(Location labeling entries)
START

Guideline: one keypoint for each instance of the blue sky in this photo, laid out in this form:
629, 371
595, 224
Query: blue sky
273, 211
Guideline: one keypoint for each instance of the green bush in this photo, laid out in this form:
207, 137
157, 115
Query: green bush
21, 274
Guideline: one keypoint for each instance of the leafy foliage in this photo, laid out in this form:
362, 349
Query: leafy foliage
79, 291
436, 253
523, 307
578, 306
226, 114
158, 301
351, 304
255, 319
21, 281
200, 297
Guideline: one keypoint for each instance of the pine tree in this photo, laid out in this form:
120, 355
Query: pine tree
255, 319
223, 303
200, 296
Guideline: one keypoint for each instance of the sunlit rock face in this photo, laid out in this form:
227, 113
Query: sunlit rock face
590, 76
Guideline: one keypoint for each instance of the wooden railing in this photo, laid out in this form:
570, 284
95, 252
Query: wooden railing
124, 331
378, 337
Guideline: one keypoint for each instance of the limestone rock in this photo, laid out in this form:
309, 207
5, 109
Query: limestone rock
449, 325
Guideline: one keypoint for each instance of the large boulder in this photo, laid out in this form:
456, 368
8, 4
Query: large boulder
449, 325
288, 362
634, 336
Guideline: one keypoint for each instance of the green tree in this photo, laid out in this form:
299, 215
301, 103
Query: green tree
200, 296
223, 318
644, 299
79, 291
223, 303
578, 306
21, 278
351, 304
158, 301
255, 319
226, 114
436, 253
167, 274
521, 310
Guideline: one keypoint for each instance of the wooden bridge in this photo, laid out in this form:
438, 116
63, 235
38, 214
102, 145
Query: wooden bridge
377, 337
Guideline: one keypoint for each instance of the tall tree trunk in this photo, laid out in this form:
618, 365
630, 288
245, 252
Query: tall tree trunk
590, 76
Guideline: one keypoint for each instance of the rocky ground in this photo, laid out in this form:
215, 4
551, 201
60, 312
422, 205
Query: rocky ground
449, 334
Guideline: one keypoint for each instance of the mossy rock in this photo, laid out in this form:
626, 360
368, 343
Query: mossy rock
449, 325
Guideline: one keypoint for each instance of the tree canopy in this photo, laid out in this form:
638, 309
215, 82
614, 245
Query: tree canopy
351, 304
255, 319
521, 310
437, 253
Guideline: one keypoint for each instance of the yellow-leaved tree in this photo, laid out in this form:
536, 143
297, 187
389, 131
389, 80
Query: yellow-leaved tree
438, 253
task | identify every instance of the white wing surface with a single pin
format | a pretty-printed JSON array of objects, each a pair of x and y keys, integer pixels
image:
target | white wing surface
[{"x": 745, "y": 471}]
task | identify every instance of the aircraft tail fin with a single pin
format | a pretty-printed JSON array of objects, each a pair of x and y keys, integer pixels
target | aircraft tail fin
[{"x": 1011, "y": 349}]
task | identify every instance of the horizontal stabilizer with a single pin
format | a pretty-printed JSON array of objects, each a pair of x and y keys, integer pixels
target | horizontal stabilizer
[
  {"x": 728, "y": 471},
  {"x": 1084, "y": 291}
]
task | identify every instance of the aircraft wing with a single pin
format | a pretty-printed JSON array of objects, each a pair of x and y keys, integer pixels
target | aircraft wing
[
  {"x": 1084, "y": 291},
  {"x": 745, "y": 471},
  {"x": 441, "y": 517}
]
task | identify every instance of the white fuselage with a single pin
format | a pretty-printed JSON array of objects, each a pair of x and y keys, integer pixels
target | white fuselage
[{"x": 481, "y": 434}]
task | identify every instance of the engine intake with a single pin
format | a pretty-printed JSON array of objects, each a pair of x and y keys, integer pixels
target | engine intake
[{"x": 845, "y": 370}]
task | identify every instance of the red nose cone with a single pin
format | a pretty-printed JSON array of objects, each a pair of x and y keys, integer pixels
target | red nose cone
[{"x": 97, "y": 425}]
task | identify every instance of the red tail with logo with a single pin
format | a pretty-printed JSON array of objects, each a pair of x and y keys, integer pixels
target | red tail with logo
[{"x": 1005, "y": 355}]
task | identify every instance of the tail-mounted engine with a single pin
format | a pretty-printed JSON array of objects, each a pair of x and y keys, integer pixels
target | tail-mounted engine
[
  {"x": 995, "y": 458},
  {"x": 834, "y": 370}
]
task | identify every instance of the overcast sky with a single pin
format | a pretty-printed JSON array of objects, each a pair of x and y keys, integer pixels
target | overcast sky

END

WHAT YOU WILL DO:
Copy all of the entries above word for word, keeping every line and its order unchanged.

FINAL RESULT:
Guideline: one keypoint for each instance of the blue sky in this photo, laid out in this form:
629, 371
595, 224
Query: blue sky
273, 211
Guideline: one keypoint for each instance of the green bush in this photo, laid out in this form:
207, 137
157, 115
Query: green bush
21, 274
Guideline: one keypoint for each instance of the leafy foliage in this photo, laid out in this form:
362, 349
Query: leafy foliage
79, 291
436, 253
523, 307
578, 306
226, 114
158, 301
351, 304
255, 319
21, 281
200, 297
Guideline: one keypoint for each instance of the pine tree in this photo, laid out in this form:
120, 355
Query: pine tree
255, 319
223, 303
200, 296
Guideline: one keypoint for each instance of the sunlit rock face in this photo, laid out in this form:
227, 113
Query: sunlit rock face
590, 76
Guideline: one keypoint for each instance of the wooden railing in this photo, laid out in this form:
570, 284
95, 252
Query: wooden railing
124, 331
378, 337
Guideline: one keypoint for each instance of the limestone rock in this photo, laid out in this form:
309, 207
5, 109
Query: limestone rock
449, 325
Guideline: one keypoint for each instance of the large boulder in this photo, laid out in this form:
456, 368
8, 4
Query: large boulder
449, 325
288, 362
634, 336
Guideline: one keypoint for each instance of the green tree in this photo, laid out in this form:
299, 215
301, 103
Query: green tree
200, 296
223, 318
644, 299
79, 291
223, 303
578, 306
21, 278
351, 304
158, 301
255, 319
226, 114
436, 253
167, 274
521, 310
Guideline: one keypoint for each instance of the wooden bridge in this photo, laid out in this form:
438, 116
63, 235
38, 214
102, 145
Query: wooden bridge
377, 337
Guideline: one keypoint for each instance of the tall tree trunk in this photo, laid out in this form:
618, 365
630, 288
245, 252
Query: tall tree trunk
590, 76
Guideline: one keypoint for each instance of the rocky ground in this photo, laid out in this form:
215, 4
551, 201
60, 312
422, 205
Query: rocky ground
449, 334
Guideline: one keypoint for each instance of the mossy rock in this photo, laid out in this form:
626, 360
368, 343
Query: mossy rock
449, 325
Guideline: one keypoint for each instance of the tree canopy in this photo, laid out in this form:
638, 309
215, 82
614, 245
Query: tree canopy
351, 304
255, 319
521, 310
437, 253
Guideline: one keypoint for each instance of the yellow-leaved tree in this photo, laid out in this form:
536, 143
297, 187
389, 131
389, 80
Query: yellow-leaved tree
438, 253
task | identify every instance of the white wing surface with a single pin
format | a pretty-printed JSON array of objects, each a pair of x and y keys, integer pixels
image:
target | white wing surface
[{"x": 745, "y": 471}]
task | identify every instance of the aircraft tail fin with a single pin
format | a pretty-printed JSON array of objects, each a pair of x and y keys, integer pixels
target | aircraft tail fin
[{"x": 1011, "y": 349}]
task | identify every instance of the horizontal stabilizer with a single pin
format | a pretty-printed JSON array of objects, each a pair of x and y keys, integer pixels
target | horizontal stabilizer
[
  {"x": 728, "y": 471},
  {"x": 1084, "y": 291}
]
task | identify every instance of the aircraft wing with a single pin
format | a pretty-printed JSON array of objects, each a pair of x and y keys, integer pixels
target | aircraft wing
[
  {"x": 1084, "y": 291},
  {"x": 745, "y": 471},
  {"x": 441, "y": 517}
]
task | identify every instance of the white fuselage with a single pin
format | a pretty-printed JSON array of objects, each a pair of x and y keys, integer pixels
target | white fuselage
[{"x": 481, "y": 434}]
task | identify every instance of the engine intake with a single pin
format | a pretty-printed JSON array of objects, each a pair of x and y keys, integer pixels
target | engine intake
[{"x": 845, "y": 370}]
task | identify every instance of the red nose cone with a single pin
format | a pretty-printed JSON array of objects, each a pair of x and y keys, integer pixels
target | red nose cone
[{"x": 97, "y": 425}]
task | identify every instance of the red tail with logo with a single pin
format | a pretty-printed JSON array of objects, each a pair of x and y keys, integer pixels
target | red tail with logo
[{"x": 1005, "y": 355}]
task | identify every instance of the tail-mounted engine with a single pin
format | a pretty-printed JSON array of objects, each a pair of x and y keys, integer pixels
target | tail-mounted engine
[
  {"x": 995, "y": 458},
  {"x": 834, "y": 370}
]
task | identify every instance of the overcast sky with a single pin
format | a pretty-printed JSON array of objects, each a pair of x and y keys, integer pixels
target | overcast sky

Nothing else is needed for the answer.